- _What needs to be done_
Please rewrite the material from its start through the line containing "For the target", replacing "exact" with "precise" and keeping all else as it stands.
::: Records shown
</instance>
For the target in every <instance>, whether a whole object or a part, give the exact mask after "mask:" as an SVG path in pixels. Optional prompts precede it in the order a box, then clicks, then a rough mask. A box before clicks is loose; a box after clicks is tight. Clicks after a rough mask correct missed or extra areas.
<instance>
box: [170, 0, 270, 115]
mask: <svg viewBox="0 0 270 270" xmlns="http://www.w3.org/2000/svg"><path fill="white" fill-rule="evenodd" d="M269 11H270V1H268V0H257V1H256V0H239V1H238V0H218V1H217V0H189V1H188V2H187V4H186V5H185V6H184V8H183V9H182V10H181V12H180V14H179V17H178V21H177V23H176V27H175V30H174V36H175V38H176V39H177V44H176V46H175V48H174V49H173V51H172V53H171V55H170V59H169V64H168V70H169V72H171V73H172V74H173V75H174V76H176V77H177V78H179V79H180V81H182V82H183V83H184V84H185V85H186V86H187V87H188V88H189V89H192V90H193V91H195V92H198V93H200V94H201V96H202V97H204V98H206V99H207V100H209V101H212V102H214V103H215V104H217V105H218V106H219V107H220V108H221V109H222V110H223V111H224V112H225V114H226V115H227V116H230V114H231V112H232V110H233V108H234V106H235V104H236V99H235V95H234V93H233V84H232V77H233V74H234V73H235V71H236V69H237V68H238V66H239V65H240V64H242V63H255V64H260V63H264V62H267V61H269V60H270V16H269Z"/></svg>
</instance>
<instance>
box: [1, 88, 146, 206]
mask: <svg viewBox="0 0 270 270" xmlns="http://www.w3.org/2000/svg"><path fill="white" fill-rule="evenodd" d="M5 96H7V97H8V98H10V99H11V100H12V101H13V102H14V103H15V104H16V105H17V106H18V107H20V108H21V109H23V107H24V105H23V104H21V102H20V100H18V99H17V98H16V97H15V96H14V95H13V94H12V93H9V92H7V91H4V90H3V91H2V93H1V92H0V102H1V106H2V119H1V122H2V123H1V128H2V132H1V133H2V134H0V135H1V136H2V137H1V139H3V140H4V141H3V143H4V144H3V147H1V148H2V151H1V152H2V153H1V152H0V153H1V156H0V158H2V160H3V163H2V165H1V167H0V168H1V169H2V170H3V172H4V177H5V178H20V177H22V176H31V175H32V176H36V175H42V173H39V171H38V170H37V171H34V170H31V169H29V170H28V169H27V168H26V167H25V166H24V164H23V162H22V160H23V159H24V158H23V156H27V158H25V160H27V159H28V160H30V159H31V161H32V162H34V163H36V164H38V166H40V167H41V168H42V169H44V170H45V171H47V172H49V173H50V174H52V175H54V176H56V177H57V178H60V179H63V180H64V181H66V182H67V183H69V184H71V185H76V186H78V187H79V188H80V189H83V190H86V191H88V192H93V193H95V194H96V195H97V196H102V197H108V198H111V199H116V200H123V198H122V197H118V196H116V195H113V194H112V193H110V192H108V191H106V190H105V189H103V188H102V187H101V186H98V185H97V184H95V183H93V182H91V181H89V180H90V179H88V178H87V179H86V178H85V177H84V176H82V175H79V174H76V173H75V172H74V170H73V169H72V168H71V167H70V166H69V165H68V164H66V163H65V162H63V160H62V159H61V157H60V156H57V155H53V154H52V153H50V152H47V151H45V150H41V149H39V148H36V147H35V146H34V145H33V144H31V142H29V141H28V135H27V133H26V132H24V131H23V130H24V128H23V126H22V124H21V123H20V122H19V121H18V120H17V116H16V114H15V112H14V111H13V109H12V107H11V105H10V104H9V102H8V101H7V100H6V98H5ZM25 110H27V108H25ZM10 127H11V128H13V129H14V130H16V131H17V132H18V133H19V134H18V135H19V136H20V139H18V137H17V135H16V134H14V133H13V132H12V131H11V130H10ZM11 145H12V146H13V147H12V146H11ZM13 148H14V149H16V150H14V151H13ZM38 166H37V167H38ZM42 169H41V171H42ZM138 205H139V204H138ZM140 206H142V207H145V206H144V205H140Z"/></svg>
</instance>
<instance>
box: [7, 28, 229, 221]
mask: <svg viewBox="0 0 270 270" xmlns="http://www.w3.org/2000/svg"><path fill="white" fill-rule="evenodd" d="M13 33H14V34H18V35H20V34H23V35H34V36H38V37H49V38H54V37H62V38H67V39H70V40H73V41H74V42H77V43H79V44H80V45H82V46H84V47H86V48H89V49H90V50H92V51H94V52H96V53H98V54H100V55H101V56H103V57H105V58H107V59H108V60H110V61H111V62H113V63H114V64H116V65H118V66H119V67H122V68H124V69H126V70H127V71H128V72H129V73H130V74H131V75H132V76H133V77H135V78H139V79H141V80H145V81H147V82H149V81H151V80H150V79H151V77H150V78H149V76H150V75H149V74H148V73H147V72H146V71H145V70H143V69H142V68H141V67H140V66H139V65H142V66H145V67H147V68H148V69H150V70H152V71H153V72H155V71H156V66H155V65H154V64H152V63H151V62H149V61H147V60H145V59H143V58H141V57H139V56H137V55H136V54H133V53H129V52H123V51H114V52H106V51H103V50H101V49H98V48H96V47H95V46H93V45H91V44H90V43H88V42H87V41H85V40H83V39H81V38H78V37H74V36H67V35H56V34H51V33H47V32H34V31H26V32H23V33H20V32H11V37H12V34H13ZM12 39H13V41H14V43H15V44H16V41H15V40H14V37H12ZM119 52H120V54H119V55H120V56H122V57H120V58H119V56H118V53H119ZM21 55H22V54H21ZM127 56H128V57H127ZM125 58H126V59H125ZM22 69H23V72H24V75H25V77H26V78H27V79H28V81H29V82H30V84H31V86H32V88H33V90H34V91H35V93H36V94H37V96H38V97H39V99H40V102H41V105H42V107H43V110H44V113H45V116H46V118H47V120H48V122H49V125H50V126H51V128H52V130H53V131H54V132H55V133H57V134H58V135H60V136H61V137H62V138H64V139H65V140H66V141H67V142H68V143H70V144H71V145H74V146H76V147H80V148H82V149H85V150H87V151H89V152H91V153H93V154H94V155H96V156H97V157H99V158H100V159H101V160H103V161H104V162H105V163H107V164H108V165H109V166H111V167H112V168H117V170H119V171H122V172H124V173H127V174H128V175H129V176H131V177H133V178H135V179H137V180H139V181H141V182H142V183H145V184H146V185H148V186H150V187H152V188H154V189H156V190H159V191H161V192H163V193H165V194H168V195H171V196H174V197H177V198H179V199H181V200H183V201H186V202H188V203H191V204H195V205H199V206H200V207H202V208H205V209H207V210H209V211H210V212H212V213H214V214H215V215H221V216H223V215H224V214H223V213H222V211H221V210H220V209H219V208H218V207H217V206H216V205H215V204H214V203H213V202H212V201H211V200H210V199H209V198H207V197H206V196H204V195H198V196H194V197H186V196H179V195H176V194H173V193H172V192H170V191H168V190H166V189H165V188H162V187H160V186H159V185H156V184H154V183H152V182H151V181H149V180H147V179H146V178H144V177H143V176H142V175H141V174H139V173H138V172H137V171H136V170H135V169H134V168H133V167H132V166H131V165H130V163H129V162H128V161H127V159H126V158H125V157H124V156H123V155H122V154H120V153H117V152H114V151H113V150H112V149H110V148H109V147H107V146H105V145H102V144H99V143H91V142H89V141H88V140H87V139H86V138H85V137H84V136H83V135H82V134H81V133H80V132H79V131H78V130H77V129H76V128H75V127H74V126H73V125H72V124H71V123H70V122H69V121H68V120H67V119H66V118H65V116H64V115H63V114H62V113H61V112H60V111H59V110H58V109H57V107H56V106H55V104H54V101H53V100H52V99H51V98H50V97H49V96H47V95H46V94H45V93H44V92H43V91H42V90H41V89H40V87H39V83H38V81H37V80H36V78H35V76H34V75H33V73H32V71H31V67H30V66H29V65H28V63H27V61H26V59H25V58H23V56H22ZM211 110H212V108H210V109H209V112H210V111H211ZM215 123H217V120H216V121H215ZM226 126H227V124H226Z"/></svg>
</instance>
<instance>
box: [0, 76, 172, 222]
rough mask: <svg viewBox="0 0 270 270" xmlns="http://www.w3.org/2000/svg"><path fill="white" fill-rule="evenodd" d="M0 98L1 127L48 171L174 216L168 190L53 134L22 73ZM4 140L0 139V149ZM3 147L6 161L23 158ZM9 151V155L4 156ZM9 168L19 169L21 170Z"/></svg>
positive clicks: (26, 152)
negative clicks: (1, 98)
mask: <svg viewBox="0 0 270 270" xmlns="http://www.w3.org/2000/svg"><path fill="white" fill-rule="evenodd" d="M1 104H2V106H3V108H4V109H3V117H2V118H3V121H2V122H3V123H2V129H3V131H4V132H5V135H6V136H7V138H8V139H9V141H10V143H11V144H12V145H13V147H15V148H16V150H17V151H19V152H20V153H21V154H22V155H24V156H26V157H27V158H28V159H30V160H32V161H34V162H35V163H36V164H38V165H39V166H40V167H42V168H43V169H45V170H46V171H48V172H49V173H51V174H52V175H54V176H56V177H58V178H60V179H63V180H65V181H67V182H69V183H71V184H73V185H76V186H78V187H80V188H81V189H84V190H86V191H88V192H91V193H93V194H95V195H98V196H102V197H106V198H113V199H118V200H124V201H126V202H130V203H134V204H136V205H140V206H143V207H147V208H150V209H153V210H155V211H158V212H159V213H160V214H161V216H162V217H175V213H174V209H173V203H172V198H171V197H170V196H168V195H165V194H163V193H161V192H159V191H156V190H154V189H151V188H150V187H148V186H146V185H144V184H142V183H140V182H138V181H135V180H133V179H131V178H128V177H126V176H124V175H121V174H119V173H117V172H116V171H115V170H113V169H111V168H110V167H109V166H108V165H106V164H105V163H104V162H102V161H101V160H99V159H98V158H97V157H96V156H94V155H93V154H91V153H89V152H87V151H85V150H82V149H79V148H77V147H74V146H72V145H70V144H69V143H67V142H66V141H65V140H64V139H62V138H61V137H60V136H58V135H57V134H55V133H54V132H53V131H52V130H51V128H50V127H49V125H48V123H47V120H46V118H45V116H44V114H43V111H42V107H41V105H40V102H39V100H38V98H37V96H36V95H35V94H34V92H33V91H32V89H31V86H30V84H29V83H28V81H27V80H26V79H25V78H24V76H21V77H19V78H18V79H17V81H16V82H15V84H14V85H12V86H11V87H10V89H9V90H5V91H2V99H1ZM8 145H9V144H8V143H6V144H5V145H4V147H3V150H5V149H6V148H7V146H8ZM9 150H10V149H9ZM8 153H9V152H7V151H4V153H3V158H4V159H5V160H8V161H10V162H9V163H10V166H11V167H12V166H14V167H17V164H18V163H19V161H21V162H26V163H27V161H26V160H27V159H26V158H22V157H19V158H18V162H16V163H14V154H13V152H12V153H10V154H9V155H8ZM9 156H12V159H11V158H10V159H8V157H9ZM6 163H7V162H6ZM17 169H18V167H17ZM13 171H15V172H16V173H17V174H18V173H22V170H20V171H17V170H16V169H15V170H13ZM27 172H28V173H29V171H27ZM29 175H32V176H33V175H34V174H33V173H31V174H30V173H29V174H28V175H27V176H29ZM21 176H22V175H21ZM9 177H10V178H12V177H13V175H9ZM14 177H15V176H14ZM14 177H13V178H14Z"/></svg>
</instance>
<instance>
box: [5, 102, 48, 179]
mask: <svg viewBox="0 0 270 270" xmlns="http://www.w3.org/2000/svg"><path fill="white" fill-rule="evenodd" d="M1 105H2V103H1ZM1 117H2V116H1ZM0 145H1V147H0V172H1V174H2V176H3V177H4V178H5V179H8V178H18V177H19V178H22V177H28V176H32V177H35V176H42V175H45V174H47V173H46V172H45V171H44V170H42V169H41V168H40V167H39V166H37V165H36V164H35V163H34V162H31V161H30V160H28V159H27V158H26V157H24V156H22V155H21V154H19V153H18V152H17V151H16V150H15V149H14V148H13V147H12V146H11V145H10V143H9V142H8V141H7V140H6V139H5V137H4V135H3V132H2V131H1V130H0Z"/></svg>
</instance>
::::::
- _Result below_
</instance>
For the target in every <instance>, whether a whole object or a part, give the precise mask after "mask:" as an SVG path in pixels. Optional prompts precede it in the order a box, then clicks, then a rough mask. A box before clicks is loose; a box after clicks is tight. Clicks after a rough mask correct missed or extra areas.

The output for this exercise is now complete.